Reproduce every row below word for word, leaving out the pictures.

» **Raw records**
_ _ _ _ _ _ _

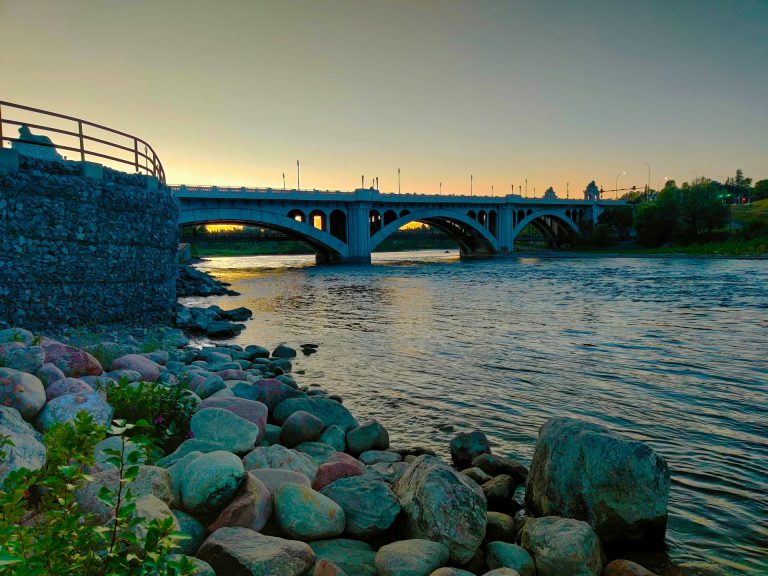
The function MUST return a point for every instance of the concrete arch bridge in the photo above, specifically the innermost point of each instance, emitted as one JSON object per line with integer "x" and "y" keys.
{"x": 348, "y": 226}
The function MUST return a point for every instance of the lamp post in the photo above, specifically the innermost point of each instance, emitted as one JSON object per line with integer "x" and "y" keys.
{"x": 648, "y": 185}
{"x": 616, "y": 197}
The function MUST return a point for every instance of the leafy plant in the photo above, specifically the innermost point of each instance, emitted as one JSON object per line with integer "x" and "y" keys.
{"x": 43, "y": 531}
{"x": 167, "y": 409}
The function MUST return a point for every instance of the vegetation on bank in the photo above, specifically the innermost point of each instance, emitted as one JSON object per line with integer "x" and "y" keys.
{"x": 44, "y": 531}
{"x": 697, "y": 218}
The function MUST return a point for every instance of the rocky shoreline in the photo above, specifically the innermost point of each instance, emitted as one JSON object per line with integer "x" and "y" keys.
{"x": 277, "y": 478}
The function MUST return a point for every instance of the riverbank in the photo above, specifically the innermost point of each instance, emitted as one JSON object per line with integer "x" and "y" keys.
{"x": 257, "y": 469}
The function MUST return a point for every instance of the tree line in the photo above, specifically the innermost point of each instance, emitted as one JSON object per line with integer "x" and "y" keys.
{"x": 698, "y": 211}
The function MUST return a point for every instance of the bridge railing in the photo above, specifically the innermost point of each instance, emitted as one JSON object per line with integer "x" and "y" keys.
{"x": 78, "y": 135}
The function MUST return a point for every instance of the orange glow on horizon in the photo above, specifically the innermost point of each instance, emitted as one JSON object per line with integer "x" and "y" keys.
{"x": 223, "y": 227}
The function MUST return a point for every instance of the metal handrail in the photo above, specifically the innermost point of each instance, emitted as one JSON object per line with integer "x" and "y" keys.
{"x": 151, "y": 163}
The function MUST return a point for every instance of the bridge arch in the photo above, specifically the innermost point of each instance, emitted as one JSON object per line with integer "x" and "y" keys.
{"x": 327, "y": 247}
{"x": 473, "y": 239}
{"x": 554, "y": 225}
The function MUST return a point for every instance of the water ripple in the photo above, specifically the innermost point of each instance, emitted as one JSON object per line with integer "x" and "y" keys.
{"x": 667, "y": 351}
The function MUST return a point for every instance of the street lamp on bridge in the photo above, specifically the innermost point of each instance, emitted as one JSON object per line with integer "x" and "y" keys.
{"x": 616, "y": 189}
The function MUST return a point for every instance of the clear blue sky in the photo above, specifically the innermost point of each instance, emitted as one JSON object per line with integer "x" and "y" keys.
{"x": 234, "y": 92}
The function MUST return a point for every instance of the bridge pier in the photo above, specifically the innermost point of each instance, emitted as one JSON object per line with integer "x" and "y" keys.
{"x": 359, "y": 238}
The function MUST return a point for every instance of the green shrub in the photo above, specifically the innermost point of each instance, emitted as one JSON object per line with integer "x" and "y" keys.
{"x": 43, "y": 531}
{"x": 167, "y": 409}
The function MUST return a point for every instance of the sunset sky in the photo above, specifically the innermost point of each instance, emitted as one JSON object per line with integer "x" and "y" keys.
{"x": 234, "y": 92}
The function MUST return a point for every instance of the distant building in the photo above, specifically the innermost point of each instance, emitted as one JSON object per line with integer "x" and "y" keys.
{"x": 35, "y": 145}
{"x": 550, "y": 194}
{"x": 592, "y": 192}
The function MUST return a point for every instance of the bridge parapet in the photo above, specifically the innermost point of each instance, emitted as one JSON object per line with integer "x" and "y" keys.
{"x": 348, "y": 225}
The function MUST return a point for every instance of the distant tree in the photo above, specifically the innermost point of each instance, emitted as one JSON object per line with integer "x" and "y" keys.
{"x": 618, "y": 219}
{"x": 657, "y": 222}
{"x": 701, "y": 209}
{"x": 760, "y": 190}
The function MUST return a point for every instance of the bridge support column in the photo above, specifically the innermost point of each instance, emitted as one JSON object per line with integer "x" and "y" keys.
{"x": 504, "y": 229}
{"x": 359, "y": 233}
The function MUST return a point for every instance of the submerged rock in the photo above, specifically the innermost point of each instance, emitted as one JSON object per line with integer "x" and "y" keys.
{"x": 443, "y": 505}
{"x": 27, "y": 451}
{"x": 21, "y": 391}
{"x": 584, "y": 471}
{"x": 307, "y": 515}
{"x": 243, "y": 552}
{"x": 211, "y": 481}
{"x": 465, "y": 447}
{"x": 563, "y": 546}
{"x": 411, "y": 558}
{"x": 369, "y": 505}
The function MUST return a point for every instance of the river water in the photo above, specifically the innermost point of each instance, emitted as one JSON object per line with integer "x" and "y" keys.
{"x": 671, "y": 351}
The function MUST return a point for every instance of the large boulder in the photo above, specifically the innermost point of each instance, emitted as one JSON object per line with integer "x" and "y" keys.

_ _ _ _ _ _ _

» **Full response**
The function MUST return a point for every instance of the concrete arch bridge in the photo above, specifically the innermost point of each instance, emitted as one JSON object per line with integer "x" and "y" keys.
{"x": 348, "y": 226}
The function MUST return a point for every instance of the lamp post in the photo above, specifically the innermost point of each instance, emitted as one JSON object per line with integer "x" and "y" keys.
{"x": 648, "y": 185}
{"x": 616, "y": 197}
The function MUST return a point for every instance of the leafy plant in the photo above, specifically the innermost point of each instance, emitted as one JSON object per line with integer "x" and "y" keys.
{"x": 43, "y": 531}
{"x": 167, "y": 409}
The function MUST return a point for every instance of the vegetation on bank in the photo above, specifically the innermost point of each instance, emitted as one JSON object per line with integer "x" and "y" keys.
{"x": 44, "y": 531}
{"x": 697, "y": 218}
The function MUST return a point for every instance of the rocky shoreline in the photo above, specifically the innermost point of each instance, emitted as one JSON object per line with integer "x" and "y" keys.
{"x": 277, "y": 478}
The function MUST return a point for every instance of the riverbank in the photo above, specifically the innermost point of each instance, emitted as one JSON object per line with integer "x" and "y" keys.
{"x": 257, "y": 469}
The function MUST return a point for every instance of the tree line in the photo above, specifically the innermost point of each instance, emitted as one JSON object per line with integer "x" and "y" keys.
{"x": 698, "y": 211}
The function MUST return a point for every instance of the bridge railing in the photo above, specifically the innermost point of each instance, emitted as one JSON object per line with integer "x" and "y" keys.
{"x": 78, "y": 135}
The function MUST return a point for every instance of the orange glow on horizon in the photo above, specifically the innermost point of each instance, emitted as one JSON object per line with integer "x" and "y" keys.
{"x": 223, "y": 227}
The function MUST return a point for every instance of the metal handrail in the photo above, specifically the innermost point of each instance, emitted as one JSON object per line with integer "x" and "y" keys.
{"x": 151, "y": 163}
The function MUST return a point for every instance of the bridge arch in the photo above, specifically the innermost point of each instance, emitted as one JSON object per line with integer "x" and "y" keys.
{"x": 327, "y": 247}
{"x": 473, "y": 239}
{"x": 554, "y": 225}
The function MUST return a point for every instance of the water ripple in the photo above, specifically the innermost point of each instance, emitted as one JSON object per line with integer "x" and "y" keys.
{"x": 667, "y": 351}
The function MUST return a point for every instance of the street lamp on bridge in the photo above, specifically the innermost point of each instance, emitted as one JSON object per line with integer "x" and "y" keys.
{"x": 616, "y": 189}
The function MUST return a point for every instance of the clear blue sky in the photo above, specifically the innermost point of each instance, emitted as one JSON object per line with integer "x" and "y" keys.
{"x": 234, "y": 92}
The function MUST return a point for every instance of the bridge pier in the photo above, specifically the innermost point of each instance, emitted as one JSON object per line with integer "x" and "y" keys.
{"x": 359, "y": 238}
The function MUST return a point for every instance of the green shrub in the photo above, specifically the innermost point of each instance, emitted as one JSON object per line with integer "x" and "y" keys.
{"x": 43, "y": 531}
{"x": 167, "y": 409}
The function MUST return a point for every instance of the sunset sky in the photo above, specifically the innermost point of each instance, emitted as one JSON object per line with integer "x" and "y" keys.
{"x": 234, "y": 92}
The function MUST return a point for every instance of the distant building in the photo above, specifically the innermost point of each instance, emitted as one JSON object per line with integer "x" and "y" keys.
{"x": 35, "y": 145}
{"x": 550, "y": 194}
{"x": 592, "y": 192}
The function MUST return a point for every instance of the bridge parapet in the photo above, specifically the innermost point of each instance, emitted as one JSON object per line with integer "x" and "y" keys.
{"x": 348, "y": 225}
The function MUST return a point for every instance of the distant tree in the photo above, specifically the innermost point of each instance, emitted as one JSON object per line with integer "x" and "y" keys.
{"x": 618, "y": 219}
{"x": 657, "y": 222}
{"x": 701, "y": 209}
{"x": 760, "y": 190}
The function MUST return a point for every instance of the bridge support column in the photo above, specifically the innermost point of each instance, emitted as one JSON object per line with integer "x" and "y" keys.
{"x": 504, "y": 229}
{"x": 359, "y": 233}
The function MUST return a point for every instance of the submerged rock in the photo above, specifically the innermost point of each instance, emitted as one JSON object per line with integer "x" and "y" keys.
{"x": 443, "y": 505}
{"x": 27, "y": 451}
{"x": 21, "y": 391}
{"x": 584, "y": 471}
{"x": 307, "y": 515}
{"x": 243, "y": 552}
{"x": 211, "y": 481}
{"x": 465, "y": 447}
{"x": 563, "y": 546}
{"x": 411, "y": 558}
{"x": 369, "y": 505}
The function MUST return a point for every instance of the river water in the photo above, specifically the innermost point of each instance, emitted as one JSON object per line with integer "x" and "y" keys.
{"x": 671, "y": 351}
The function MUST return a point for every instance of the large boulder in the photo above, specifically the innermost point of each instance, emitted as one JSON object per line with integer "x" and "y" keys.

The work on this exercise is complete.